**Article**
==============================
The focal length of a combination of lenses add in inverses. Therefore

\begin{equation*} \frac{1}{f_\text{eye} } = \frac{1}{f_{\text{cornea}}} + \frac{1}{f_{\text{lens}}} = \frac{1}{2.3\ \text{cm}} + \frac{1}{6.4\ \text{cm}} \end{equation*}

Hence, the focal length of eye (cornea and lens together)

\begin{equation*} f_\text{eye} = 1.78\ \text{cm}. \end{equation*}

To get the power in \(\text{D}\text{,}\) we first change the unit to \(\text{m}\) and the invert it.

\begin{equation*} P_\text{eye} = \frac{1}{0.0178\ \text{m}} = 59\ \text{D}. \end{equation*}

2. Image of an Object Placed at the Near Point.

The net focal length of an eye is \(1.7\text{ cm}\text{.}\) An object is placed at the near point of \(25\text{ cm}\text{.}\) How far behind the lens a focused image is formed? What is the orientation of the image reltive to that of the object?

Hint.

Use the lens equation.

Answer.

\(1.8\ \textrm{cm} \text{,}\) inverted.

Solution.

This is a simple lens problem with object distance given to be \(p = 25\text{ cm}\text{.}\) Therefore, we determine the image distance from the lens equation.

\begin{equation*} \frac{1}{q} = \frac{1}{f} - \frac{1}{p} = \frac{1}{1.7\ \textrm{cm}} - \frac{1}{25\ \textrm{cm}} \end{equation*}

Hence,

\begin{equation*} q = 1.8\ \textrm{cm}. \end{equation*}

Therefore the image is formed \(1.8\text{ cm}\) behind the lens.

To find the orientation, we look at the sign of magnification, which, in terms of \(p\) and \(q\) is

\begin{equation*} m = - \frac{q}{p} = - \frac{1.8\ \textrm{cm}}{25\ \textrm{cm}} \lt 0. \end{equation*}

Since \(m\lt 0\text{,}\) the image would be inverted in orientation with respect to the object.

3. Power of the Corrective Lens for a Near-sighted Eye.

A near-sighted eye cannot focus on a far object without a corrective lens. Consider a near-sighted eye that has a far point of \(52\text{ cm}\text{,}\) i.e. when the eye is relaxed the furthest point the person can see clearly is \(52\text{ cm}\) from the eye. Find the power of the corrective lens in diopters needed if the lens is places \(2\text{ cm}\) from the eye.

Hint.

There are two physical situations here. In one situation, you don’t have any corrective lens and in the other you have a two-lens problem.

Answer.

\(-2.0\text{ D}\text{.}\)

Solution.

Here we have two physical situations, one without the corrective lens and the other with a diverging corrective lens. The common aspect of the two situations is the image distance of the image formed by the eye. We will generate equations in the two situations and equate \(q_\text{eye}\) from both. That should give us the condition for detemining the focal length of the corrective lens.
==============================
**Requirement 1**
In the eye-optics text, how far from the eye is the corrective lens placed in the near-sighted-eye problem?
**Requirement 2**
For each statement, say yes or no according to the eye-optics text, and quote the words that decide it.
(a) The image of an object placed at the near point is upright relative to the object.
(b) The near-sighted-eye problem involves a diverging corrective lens.
(c) The hint for the near-point problem says to use the lens equation.
**Requirement 3**
From the eye-optics text, quote the part that opens with the words containing "To find the" and closes with "a Near-sighted Eye.".
==============================
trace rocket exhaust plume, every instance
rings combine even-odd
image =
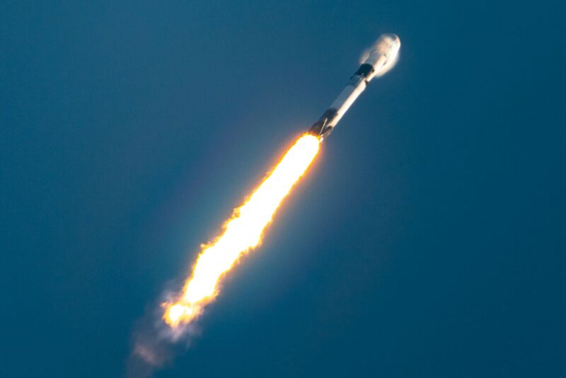
[[[222,275],[246,252],[258,246],[265,227],[281,202],[308,168],[320,141],[310,134],[301,137],[248,201],[234,212],[224,234],[204,246],[182,293],[163,304],[163,319],[172,328],[190,323],[218,294]]]
[[[218,295],[224,275],[240,257],[260,244],[264,229],[316,156],[320,143],[367,84],[393,68],[400,47],[397,35],[380,37],[364,54],[358,70],[320,118],[295,142],[247,201],[236,209],[226,223],[224,233],[203,246],[182,290],[161,304],[156,316],[158,320],[153,326],[142,324],[141,331],[136,333],[128,366],[131,377],[150,375],[155,367],[169,360],[171,342],[195,331],[194,322]]]

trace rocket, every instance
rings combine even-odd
==============================
**Final result 1**
2 cm

**Final result 2**
(a) No: "the image would be inverted in orientation with respect to the object."
(b) Yes: "the other with a diverging corrective lens."
(c) Yes: "Use the lens equation."

**Final result 3**
To find the orientation, we look at the sign of magnification, which, in terms of \(p\) and \(q\) is

\begin{equation*} m = - \frac{q}{p} = - \frac{1.8\ \textrm{cm}}{25\ \textrm{cm}} \lt 0. \end{equation*}

Since \(m\lt 0\text{,}\) the image would be inverted in orientation with respect to the object.

3. Power of the Corrective Lens for a Near-sighted Eye.